RAW DATA:
□ □ □ □
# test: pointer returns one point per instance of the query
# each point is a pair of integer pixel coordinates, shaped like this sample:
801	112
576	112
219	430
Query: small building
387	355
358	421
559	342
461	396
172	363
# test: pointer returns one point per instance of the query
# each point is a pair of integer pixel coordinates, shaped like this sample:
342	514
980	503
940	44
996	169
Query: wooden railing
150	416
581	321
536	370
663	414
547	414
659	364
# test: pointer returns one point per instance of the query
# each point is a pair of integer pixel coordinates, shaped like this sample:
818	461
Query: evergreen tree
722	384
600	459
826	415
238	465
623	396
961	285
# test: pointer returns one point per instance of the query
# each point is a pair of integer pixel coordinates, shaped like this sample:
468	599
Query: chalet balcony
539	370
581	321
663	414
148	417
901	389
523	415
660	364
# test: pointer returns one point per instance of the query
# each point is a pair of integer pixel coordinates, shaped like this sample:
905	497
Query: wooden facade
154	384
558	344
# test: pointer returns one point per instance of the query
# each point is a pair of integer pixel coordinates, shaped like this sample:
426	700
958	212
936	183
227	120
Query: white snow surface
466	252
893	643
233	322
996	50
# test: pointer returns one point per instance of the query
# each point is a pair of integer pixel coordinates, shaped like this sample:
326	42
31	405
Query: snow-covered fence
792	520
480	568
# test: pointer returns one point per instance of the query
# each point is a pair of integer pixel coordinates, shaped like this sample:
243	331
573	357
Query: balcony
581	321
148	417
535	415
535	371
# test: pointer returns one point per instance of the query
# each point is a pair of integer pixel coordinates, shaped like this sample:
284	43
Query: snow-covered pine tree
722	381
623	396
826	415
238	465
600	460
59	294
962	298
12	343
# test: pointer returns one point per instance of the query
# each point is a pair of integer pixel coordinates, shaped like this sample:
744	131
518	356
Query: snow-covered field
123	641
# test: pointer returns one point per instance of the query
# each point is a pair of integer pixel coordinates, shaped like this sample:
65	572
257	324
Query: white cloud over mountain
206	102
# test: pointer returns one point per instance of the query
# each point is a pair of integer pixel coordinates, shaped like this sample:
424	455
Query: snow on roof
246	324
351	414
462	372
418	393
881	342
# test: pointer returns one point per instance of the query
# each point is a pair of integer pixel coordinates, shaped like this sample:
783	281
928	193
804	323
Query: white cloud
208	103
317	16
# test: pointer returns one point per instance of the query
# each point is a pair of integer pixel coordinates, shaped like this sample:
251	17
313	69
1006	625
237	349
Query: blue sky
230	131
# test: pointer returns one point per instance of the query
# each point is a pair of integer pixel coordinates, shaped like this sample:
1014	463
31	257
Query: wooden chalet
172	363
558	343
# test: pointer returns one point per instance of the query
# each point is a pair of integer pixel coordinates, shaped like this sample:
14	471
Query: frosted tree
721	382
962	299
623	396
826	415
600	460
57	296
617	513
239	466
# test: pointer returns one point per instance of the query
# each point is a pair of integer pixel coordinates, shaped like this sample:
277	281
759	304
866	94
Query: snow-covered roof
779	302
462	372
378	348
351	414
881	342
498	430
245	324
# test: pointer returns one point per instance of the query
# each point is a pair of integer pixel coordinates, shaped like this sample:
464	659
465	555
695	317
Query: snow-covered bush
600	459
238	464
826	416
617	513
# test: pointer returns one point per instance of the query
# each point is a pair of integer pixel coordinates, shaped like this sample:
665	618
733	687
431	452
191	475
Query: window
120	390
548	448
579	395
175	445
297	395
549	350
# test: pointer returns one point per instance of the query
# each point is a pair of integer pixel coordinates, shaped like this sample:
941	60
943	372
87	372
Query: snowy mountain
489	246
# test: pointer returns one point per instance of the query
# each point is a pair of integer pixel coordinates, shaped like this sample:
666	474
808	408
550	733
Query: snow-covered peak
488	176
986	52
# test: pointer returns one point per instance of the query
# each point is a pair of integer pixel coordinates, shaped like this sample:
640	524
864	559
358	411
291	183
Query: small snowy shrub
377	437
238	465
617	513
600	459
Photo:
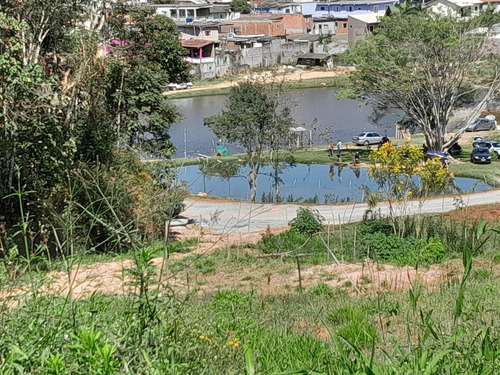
□ □ □ □
PROBLEM REQUIREMENTS:
Everything in the data above should be set down again exactly, except the pictures.

WRITTEN RESPONSE:
# test: pointer returns one point per instance of the query
# each point is a pair of integer pixel coordinates, shaped like this sample:
801	112
576	112
219	430
Query: small building
387	355
358	421
559	342
461	396
172	363
# test: pointer returns one point per instance of the query
# each point is a pair of integer pixel coordinates, shaped like this sample:
342	514
980	503
940	44
996	169
Query: wooden railing
150	416
581	321
536	370
663	414
547	414
659	364
# test: pointer returns one point per instance of the query
# each point is a pair of integer pixel coordinates, shaped like this sample:
818	461
Query: evergreen tree
722	384
600	459
826	415
238	465
623	396
961	285
# test: pointer returns one point per instance of the query
# each point is a pair of integer pixel coordinates, shaped like this sample:
468	599
Query: chalet balcony
539	370
581	321
663	414
148	417
901	389
523	415
660	364
# test: pointer returns one point per instance of the query
# each point is a pair of integer pixel coordinates, shaped like this sample:
905	497
Query: wooden facade
154	384
558	344
# test: pointer returns one point per instance of the query
# each point is a pair of integer pixel coordinates, shaped like this sample:
426	700
958	212
936	183
227	120
Query: white snow surface
466	252
893	643
233	322
996	50
# test: pointer returns one point per instance of the query
# each point is a pair of integer pixel coordinates, shaped like this sample:
326	42
31	405
Query: snow-covered fence
792	520
480	568
# test: pointer returns one point per instance of the query
# each point is a pair of integer pixel coordinates, shaped like this sample:
243	331
573	357
Query: balcony
581	321
148	417
535	415
535	371
# test: pointer returns one point per instance of the query
# each point is a pair of integer pixel coordinates, shaped like this sample:
284	43
Query: snow-covered pine tree
722	381
623	396
826	415
238	465
600	460
59	294
962	298
12	343
# test: pointer returns one point per instance of the query
# each point is a pair of integer pixel coordinates, shaped like this sample:
744	131
518	356
Query: snow-covered field
123	641
# test: pointer returns one point per instance of the query
# each point is a pair of integer pixel coordinates, shaped like this sample:
65	572
257	324
Query: white cloud over mountain
206	102
# test: pointer returns one point per instance of the query
# each point is a pair of integer pixel coordinates, shaped like this sample:
424	455
Query: snow on roof
246	324
351	414
462	372
418	393
881	342
# test: pointer returns one point per instance of the query
# each point is a pair of integer pixel coordinates, shaped like this sample:
783	281
928	193
804	323
Query: white cloud
208	103
317	16
# test: pointer returns one point per instance of the query
# each point is a pair of integer pixel coordinates, shaped like this sample:
251	17
313	69
1006	625
237	349
Query: blue sky
230	131
# test: pointer returns one point per instance of the query
# each point is a pair of integer pixel coordinates, shaped like this sample:
1014	463
31	257
Query: wooden chalet
172	363
558	343
# test: pointer returns one point per instance of the query
# each point is a pair of integer pixel coordinates, shaped like this sample:
14	471
Query: frosted tree
721	382
962	299
623	396
826	415
600	460
57	296
617	513
239	466
# test: pointer returns one point per instance of the query
# each point is a pair of integer pixel coordinates, shaped like this sample:
277	281
759	304
866	94
Query: snow-covered roof
779	302
462	372
378	348
351	414
881	342
498	430
245	324
# test: pointer returns one point per instance of the query
# each point is a pair of integer pixel coordinates, shaped like this sample:
464	659
465	555
695	317
Query: snow-covered bush
600	459
238	464
826	416
617	513
# test: pointer returns one point per instance of the query
# each point is a pair of integer pixel coordinates, shaped like this sample:
665	618
733	687
431	452
191	475
Query: window
120	390
548	448
579	395
175	445
297	395
549	350
# test: pointer returns one point per instance of the query
# each point is a pair of integer pixel coordinates, shaped like this sample:
941	60
943	372
87	372
Query: snowy mountain
489	246
# test: pointer returns one point per instance of the query
# each point is a pair of integer pixel coordinates, shaped like this sample:
666	474
808	408
550	733
Query: snow-covered peak
488	176
986	52
# test: pointer returns one point per instance of the query
# each point is a pair of integer pixel coordinates, shaped like this sample:
640	524
864	559
358	411
291	183
Query: small snowy shrub
377	437
238	465
617	513
600	459
Photo:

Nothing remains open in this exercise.